START PAGE EXTRACT

The Fulford Residence was significant because of its intact 19th-century architecture. However, when the women's home was closed during the COVID-19 pandemic, there was uncertainty about the fate of this heritage property. Quebec’s Culture and Communications Ministry announced on August 26, 2022, that the residence will be classified as a heritage building. The designation will apply to the building, the site, and some of its interiors “which are of particular architectural integrity and interest.”

== Educational activities ==
Heritage Montreal's earliest programs were lectures on residential renovation, informing homeowners of best practices, and raising awareness about retaining heritage components. In 1985, more than sixty students from Quebec and elsewhere enrolled in a summer course about renovation and restoration, organized by Heritage Montreal and Université de Montréal. In 1985, Heritage Montreal and the Institut d’Urbanisme of Université de Montréal organized a heritage symposium for municipalities, teaching about new heritage protections in the Cultural Property Act.

In 1986, a school bus became Heritage Montreal's Archibus, taking classes on architectural and urban discovery tours. In addition, Heritage Montreal took over hosting guided tours of Montreal neighborhoods from Save Montreal in 1988. In 1989, Heritage Montreal and ICOMOS organized an integrated conservation symposium for representatives from several countries and UNESCO. Also in 1989, Heritage Montreal organized a symposium on preserving historic movie theaters at the Rialto Cinema, a Montreal historic monument. This meeting led to the publication of a brief on repurposing former movie theatres as arts and culture venues.

END PAGE EXTRACT
START STORED DATA

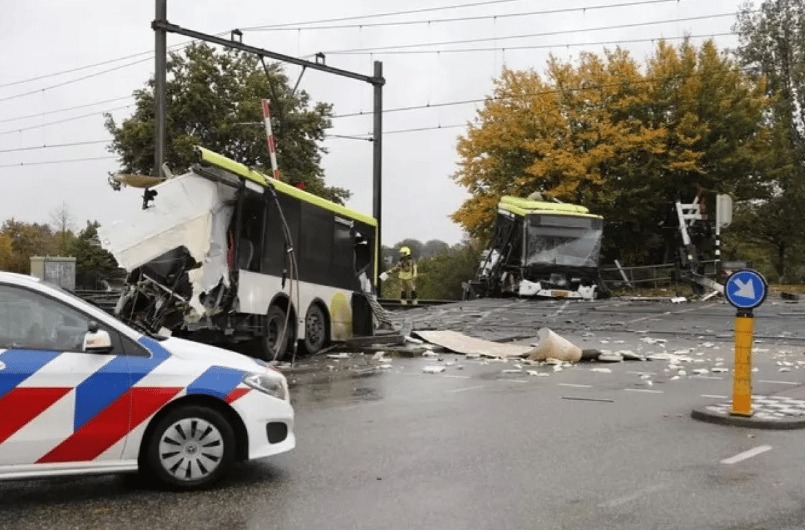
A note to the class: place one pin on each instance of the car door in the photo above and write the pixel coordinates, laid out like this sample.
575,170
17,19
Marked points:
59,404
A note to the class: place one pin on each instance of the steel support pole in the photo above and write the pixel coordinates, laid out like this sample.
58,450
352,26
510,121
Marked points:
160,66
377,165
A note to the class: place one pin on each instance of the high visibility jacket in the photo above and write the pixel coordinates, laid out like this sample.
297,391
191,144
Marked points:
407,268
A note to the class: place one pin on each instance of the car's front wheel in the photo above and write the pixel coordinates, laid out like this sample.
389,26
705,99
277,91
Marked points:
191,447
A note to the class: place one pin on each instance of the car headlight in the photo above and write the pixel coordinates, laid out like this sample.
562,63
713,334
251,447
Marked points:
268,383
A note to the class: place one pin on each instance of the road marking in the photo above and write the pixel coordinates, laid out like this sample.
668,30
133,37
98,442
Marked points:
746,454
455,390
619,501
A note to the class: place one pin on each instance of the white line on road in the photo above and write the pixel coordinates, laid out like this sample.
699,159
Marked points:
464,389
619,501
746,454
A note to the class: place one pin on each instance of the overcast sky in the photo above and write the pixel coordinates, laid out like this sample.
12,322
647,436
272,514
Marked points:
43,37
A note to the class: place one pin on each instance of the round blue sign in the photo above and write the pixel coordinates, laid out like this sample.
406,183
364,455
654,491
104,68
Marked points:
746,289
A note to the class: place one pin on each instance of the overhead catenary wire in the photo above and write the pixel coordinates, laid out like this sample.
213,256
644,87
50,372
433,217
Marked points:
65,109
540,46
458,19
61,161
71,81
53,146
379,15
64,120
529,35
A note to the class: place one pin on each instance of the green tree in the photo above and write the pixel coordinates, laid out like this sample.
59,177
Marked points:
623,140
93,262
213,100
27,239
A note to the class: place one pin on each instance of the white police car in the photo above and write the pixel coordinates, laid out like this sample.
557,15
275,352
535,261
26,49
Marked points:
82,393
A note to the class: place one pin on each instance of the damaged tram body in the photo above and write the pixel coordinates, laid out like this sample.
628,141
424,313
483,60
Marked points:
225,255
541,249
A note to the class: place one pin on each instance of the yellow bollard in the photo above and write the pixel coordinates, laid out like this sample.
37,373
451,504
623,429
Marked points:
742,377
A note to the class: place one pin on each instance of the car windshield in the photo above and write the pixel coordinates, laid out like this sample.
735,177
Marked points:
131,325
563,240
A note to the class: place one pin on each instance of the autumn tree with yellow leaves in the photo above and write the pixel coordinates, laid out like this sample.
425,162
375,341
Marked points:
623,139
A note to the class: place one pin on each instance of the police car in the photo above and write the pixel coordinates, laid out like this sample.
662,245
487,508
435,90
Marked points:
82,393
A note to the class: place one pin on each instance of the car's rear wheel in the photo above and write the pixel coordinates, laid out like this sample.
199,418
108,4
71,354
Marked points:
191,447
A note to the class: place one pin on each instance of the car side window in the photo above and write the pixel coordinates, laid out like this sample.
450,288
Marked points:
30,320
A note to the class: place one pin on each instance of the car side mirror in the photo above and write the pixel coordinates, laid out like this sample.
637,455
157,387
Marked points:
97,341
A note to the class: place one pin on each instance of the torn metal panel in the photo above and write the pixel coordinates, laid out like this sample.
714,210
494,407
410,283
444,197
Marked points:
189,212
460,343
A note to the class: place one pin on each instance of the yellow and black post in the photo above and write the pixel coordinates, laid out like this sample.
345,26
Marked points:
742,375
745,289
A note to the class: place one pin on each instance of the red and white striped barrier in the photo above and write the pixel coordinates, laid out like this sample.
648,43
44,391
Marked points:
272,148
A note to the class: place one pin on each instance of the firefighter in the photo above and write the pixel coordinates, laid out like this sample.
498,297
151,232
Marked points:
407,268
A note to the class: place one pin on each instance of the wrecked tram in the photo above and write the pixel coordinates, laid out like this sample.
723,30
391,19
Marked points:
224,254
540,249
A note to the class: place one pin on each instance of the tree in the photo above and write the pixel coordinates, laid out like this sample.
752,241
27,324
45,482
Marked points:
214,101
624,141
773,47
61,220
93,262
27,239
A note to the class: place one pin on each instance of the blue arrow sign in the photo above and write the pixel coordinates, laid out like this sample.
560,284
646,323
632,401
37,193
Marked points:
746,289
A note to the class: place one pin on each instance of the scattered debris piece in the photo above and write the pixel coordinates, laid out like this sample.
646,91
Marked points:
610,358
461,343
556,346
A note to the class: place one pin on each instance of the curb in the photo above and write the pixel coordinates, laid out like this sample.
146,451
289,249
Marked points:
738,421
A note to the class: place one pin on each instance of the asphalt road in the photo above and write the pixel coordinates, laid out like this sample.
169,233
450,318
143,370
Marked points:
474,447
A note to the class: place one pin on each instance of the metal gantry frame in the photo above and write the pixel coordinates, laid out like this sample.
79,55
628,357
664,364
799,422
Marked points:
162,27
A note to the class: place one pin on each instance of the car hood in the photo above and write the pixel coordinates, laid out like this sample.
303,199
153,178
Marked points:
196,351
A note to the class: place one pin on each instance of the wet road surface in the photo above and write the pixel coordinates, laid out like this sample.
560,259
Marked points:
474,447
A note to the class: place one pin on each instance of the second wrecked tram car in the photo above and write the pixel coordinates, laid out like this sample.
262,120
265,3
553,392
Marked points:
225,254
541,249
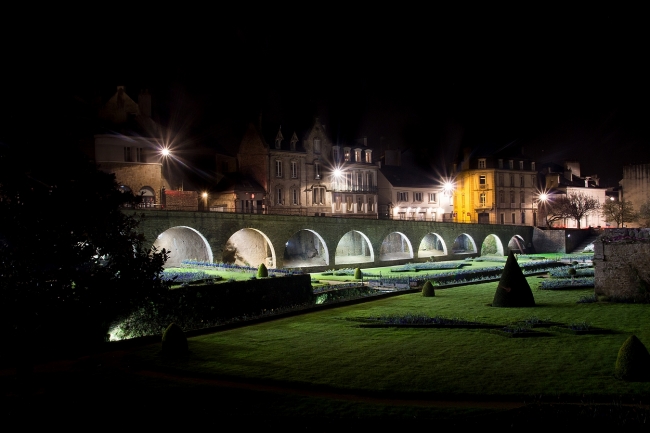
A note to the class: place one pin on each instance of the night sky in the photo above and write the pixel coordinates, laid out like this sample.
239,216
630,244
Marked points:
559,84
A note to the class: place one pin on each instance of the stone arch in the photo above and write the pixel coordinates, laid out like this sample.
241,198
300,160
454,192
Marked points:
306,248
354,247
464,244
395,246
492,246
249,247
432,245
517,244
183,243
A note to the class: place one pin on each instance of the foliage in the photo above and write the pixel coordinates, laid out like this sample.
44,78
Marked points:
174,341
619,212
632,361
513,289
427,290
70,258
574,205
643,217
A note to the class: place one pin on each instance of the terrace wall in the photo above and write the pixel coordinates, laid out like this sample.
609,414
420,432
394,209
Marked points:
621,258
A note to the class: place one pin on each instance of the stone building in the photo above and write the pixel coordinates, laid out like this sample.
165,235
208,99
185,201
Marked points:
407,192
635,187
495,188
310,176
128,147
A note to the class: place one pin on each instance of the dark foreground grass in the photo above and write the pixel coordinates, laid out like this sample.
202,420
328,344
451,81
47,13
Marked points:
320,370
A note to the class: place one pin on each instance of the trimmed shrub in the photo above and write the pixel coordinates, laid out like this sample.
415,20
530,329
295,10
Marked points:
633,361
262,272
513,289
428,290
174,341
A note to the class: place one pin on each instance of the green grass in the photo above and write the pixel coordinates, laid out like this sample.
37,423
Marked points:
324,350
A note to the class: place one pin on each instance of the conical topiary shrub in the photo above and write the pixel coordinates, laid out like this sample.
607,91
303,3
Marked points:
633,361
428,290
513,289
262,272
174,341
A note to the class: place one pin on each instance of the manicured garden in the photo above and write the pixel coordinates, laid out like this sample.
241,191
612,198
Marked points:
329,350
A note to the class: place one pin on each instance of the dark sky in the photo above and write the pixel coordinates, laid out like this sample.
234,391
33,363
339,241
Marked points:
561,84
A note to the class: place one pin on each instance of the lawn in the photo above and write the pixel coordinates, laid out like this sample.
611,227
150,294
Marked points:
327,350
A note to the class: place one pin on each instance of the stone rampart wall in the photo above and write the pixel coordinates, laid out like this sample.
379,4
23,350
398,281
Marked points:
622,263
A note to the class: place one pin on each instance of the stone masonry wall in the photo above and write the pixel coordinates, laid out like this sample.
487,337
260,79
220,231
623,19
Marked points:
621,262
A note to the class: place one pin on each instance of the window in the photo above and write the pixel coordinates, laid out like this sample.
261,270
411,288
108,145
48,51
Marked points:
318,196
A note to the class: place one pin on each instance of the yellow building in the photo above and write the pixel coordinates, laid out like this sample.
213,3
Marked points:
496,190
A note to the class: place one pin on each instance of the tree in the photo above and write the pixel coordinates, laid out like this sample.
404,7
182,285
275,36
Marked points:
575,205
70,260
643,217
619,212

END STORED DATA
START STORED DATA

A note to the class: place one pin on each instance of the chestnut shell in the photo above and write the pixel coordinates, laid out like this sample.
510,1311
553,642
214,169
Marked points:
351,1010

END STORED DATA

__ACTION ITEM 1__.
Decide whether each statement below agrees with the Heritage Montreal passage. Answer yes or no for each and quote the words from the passage that settle it.
(a) Quebec's Culture and Communications Ministry announced the heritage classification of the Fulford Residence on August 26, 2022.
(b) The Archibus began taking classes on tours in 1985.
(c) Heritage Montreal took over hosting guided neighborhood tours from Save Montreal in 1988.
__ACTION ITEM 2__.
Answer these questions using the Heritage Montreal passage:
(a) What made the Fulford Residence significant?
(b) How many students enrolled in the 1985 summer course on renovation and restoration?
(c) At which venue did Heritage Montreal hold its 1989 symposium on preserving historic movie theaters?
__ACTION ITEM 3__.
Continue the Heritage Montreal passage from its final sentence, about the brief on repurposing former movie theatres.

__EXERCISE RESPONSE 1__.
(a) Yes: "Quebec’s Culture and Communications Ministry announced on August 26, 2022, that the residence will be classified as a heritage building."
(b) No: "In 1986, a school bus became Heritage Montreal's Archibus"
(c) Yes: "Heritage Montreal took over hosting guided tours of Montreal neighborhoods from Save Montreal in 1988."

__EXERCISE RESPONSE 2__.
(a) Its intact 19th-century architecture.
(b) More than sixty.
(c) The Rialto Cinema.

__EXERCISE RESPONSE 3__.
Heritage Montreal organized two major projects to celebrate Montreal’s 350th anniversary in 1992: the Patrimoine en Marche (Steps in Time Guides) and self-guided tours along Rue Sherbrooke. In collaboration with the Montreal Museum of Fine Arts, the Quebec Order of Architects, and donors, Heritage Montreal created a program to educate young people on heritage and urban issues. In 1995, Heritage Montreal’s urban tours were renamed the ArchitecTours: an annual series of guided walking tours to discover Montreal, its neighborhoods, and its heritage.

In September 2014, Heritage Montreal organized a symposium on repurposing former hospital buildings as part of the Entretiens Jacques-Cartier.

== Publications ==
Heritage Montreal, in collaboration with the Ministry of Cultural Affairs, published four technical guides on renovating traditional masonry, windows, roof coverings, and facings. The guides were aimed at owners of heritage residences as well as construction and renovation contractors.

In 1997, Heritage Montreal published Plan Stratégique de Conservation des églises et des Chapelles au Centre-ville de Montréal, under the direction of Jean-Claude Marsan. This was a strategic plan for downtown Montreal's historic churches.

In 1998, Heritage Montreal published its first Grand Calendrier du Patrimoine (Great Heritage Calendar), a one-stop guide to public activities through Montreal heritage organizations.